**TASK REQUIREMENTS**
Retype the entries word for word, from the very beginning through the line containing "[[757, 223], [628, 210]]", including that line.

**DATA FOR THE TASK**
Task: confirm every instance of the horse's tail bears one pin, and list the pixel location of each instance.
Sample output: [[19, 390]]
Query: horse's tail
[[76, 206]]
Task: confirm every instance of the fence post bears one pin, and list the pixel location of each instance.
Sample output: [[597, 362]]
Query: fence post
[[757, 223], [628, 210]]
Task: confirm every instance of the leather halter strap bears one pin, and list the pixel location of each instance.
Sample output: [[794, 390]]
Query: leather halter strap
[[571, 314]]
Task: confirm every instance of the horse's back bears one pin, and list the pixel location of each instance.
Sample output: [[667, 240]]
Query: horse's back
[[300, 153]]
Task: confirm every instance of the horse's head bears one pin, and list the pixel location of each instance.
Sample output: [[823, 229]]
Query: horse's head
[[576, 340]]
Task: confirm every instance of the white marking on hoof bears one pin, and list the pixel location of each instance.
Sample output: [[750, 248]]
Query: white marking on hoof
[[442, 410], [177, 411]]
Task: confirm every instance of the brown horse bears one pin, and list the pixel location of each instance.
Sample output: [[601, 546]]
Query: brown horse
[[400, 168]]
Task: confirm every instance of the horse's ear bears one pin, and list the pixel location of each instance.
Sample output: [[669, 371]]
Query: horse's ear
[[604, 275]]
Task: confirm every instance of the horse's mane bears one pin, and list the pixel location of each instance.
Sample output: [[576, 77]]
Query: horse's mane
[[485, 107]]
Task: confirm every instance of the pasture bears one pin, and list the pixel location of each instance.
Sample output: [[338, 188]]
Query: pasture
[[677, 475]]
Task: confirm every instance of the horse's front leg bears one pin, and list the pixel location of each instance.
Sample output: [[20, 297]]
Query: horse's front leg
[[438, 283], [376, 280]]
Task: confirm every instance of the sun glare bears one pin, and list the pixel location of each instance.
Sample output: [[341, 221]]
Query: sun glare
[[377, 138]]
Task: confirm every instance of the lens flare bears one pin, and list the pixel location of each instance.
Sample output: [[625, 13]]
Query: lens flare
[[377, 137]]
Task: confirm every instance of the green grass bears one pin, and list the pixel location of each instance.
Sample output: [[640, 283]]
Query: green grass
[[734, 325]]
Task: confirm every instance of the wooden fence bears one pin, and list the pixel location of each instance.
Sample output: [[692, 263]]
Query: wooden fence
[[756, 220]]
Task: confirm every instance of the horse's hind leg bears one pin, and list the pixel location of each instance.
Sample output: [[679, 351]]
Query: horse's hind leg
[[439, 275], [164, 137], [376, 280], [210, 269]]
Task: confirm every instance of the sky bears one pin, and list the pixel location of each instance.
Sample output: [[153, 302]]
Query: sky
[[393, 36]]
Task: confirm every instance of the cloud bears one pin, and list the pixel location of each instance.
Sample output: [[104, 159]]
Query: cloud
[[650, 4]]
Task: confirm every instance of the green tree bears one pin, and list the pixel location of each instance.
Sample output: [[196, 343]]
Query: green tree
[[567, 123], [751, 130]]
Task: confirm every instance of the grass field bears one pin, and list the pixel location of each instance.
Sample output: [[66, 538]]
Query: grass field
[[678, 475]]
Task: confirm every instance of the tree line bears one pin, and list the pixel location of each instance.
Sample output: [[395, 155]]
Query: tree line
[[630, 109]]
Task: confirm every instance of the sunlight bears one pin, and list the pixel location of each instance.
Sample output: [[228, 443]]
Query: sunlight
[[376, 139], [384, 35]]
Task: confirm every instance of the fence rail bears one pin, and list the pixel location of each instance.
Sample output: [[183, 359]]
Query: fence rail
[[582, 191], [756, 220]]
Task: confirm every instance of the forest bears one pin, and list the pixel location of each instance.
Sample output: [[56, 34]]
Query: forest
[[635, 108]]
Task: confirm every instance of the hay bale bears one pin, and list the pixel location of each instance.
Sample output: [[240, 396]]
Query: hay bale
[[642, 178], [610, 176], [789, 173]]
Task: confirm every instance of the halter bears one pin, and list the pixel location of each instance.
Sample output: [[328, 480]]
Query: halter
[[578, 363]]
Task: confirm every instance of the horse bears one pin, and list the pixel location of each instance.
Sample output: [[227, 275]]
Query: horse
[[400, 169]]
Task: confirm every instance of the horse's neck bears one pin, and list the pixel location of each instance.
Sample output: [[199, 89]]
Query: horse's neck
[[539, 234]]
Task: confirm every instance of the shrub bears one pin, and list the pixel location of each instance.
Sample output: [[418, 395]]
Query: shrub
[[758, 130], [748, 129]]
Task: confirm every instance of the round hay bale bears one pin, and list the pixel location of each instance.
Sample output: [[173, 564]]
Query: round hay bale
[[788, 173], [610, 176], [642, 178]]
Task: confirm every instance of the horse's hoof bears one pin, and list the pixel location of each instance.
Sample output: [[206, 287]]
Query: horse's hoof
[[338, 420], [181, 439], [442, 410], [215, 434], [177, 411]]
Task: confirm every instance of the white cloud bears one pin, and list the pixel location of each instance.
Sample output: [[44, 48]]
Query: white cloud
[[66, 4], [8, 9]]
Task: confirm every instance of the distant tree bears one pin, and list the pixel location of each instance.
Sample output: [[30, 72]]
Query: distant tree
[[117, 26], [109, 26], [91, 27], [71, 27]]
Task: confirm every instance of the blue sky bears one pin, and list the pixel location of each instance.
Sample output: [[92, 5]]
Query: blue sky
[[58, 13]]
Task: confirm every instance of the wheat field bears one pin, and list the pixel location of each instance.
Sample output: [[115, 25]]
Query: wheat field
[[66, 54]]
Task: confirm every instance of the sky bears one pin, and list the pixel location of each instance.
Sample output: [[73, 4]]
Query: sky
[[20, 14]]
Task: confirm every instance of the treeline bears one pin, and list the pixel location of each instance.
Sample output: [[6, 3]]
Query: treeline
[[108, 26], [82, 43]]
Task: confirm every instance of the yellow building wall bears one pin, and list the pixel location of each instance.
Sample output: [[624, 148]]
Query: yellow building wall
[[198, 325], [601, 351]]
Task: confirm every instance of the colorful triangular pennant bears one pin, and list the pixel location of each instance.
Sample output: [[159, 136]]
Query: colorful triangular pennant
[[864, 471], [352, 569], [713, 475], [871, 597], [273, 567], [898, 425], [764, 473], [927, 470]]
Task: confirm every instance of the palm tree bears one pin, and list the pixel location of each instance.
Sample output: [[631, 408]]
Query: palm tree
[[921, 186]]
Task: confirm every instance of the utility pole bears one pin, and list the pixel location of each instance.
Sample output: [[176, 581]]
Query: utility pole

**WRITTEN SOLUTION**
Task: confirm every instance of the horse's tail bears one pin, and list the pixel location of each instance.
Sample output: [[19, 390]]
Query: horse's tail
[[76, 206]]
Task: confirm every instance of the fence post bears one pin, and list the pixel location of each instance.
Sample output: [[597, 362]]
Query: fence post
[[757, 223], [628, 210]]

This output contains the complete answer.